--- PAGE EXCERPT ---
····················

Most studies involved follow up hospital case series, and reporting of smoking status was usually at some follow up appointment, though it was not validated, for example by biochemical measurement, in most studies. Most studies had a clear definition of the cardiac event. Loss to follow up was usually small. Size varied from under 100 to over 4,000 patients.
There were fewer deaths in quitters (18%) than in people who continued to smoke (27%), and the degree of reduction was consistent across all death rates reported (Figure 1). Results were broadly similar in all studies, and in six higher quality studies with about two-thirds of all patients (Table 1). Higher quality here was defined by a sample size of 500 smokers at baseline, with fewer than 15% dropouts, and with adequate or good control of confounding.
Smoking with CHD
All of us deal with risk every day. If you drive on the roads in the UK, you accept a (roughly) 1 in 18,000 chance of dying in a road accident in one year. Given the volume of traffic on our roads, that is a risk most of us are willing to accept. But it is not an unthinking acceptance, because many of us try to minimise the risk by driving carefully, and especially by buying safer cars with air bags and crumple zones. Indeed, with cars having a greater longevity than ever, buying a new car may have more to do with safety than reliability, unless you live next door to someone called Jones.
Yet we shrug off much greater risks. Otherwise why would so many of us smoke? A defining moment for many smokers can be surviving a heart attack, when the folly of our behaviour strikes home, and smoking is given up. Others take the more fatalistic view that the damage is already done, or they need a little pleasure in life. A new systematic review [1] tells us the fatalistic view just ain't so, and that smokers with coronary heart disease have an extra 1 in 10 chance of dying over five years because of their smoking.

····················

--- DATASET EXCERPTS ---

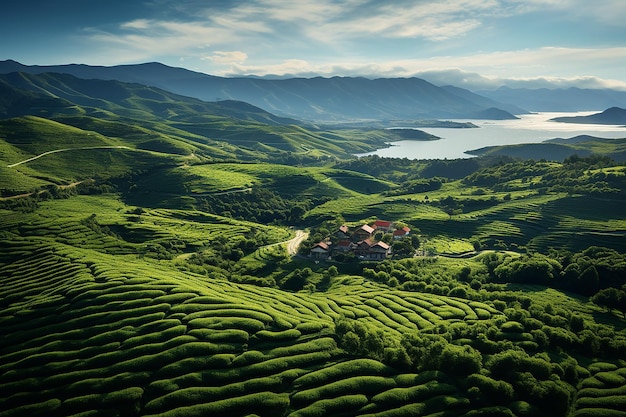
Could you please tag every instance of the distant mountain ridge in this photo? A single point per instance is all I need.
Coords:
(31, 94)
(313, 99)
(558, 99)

····················

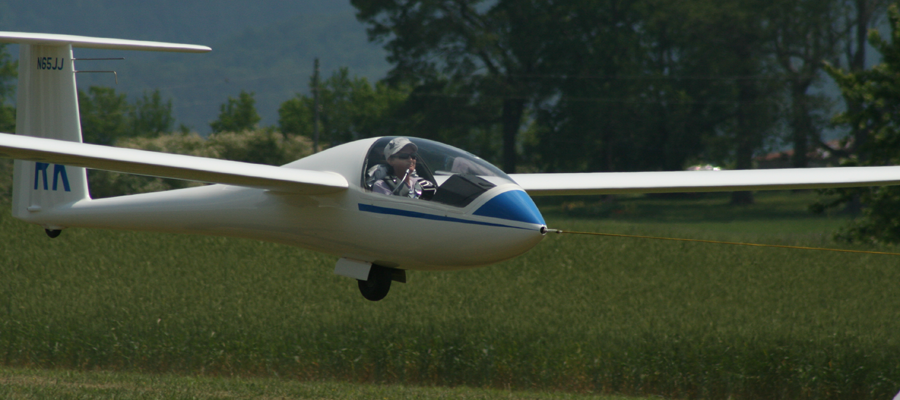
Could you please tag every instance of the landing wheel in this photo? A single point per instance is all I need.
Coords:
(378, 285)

····················

--- PARTS OF THE EXERCISE ---
a: From the smoking and heart disease excerpt, retype the part that opens with the words containing "Most studies involved" and closes with "over 4,000 patients.".
b: Answer these from the smoking and heart disease excerpt:
(i) What share of quitters died, and what share of people who continued to smoke?
(ii) What yearly chance of dying in a road accident does driving in the UK carry?
(iii) How large were the studies, in numbers of patients?
The records aren't needed for any of this work.

--- SOLUTIONS TO EACH TASK ---
a:
Most studies involved follow up hospital case series, and reporting of smoking status was usually at some follow up appointment, though it was not validated, for example by biochemical measurement, in most studies. Most studies had a clear definition of the cardiac event. Loss to follow up was usually small. Size varied from under 100 to over 4,000 patients.

b:
(i) 18% of quitters and 27% of continuing smokers.
(ii) Roughly 1 in 18,000.
(iii) From under 100 to over 4,000 patients.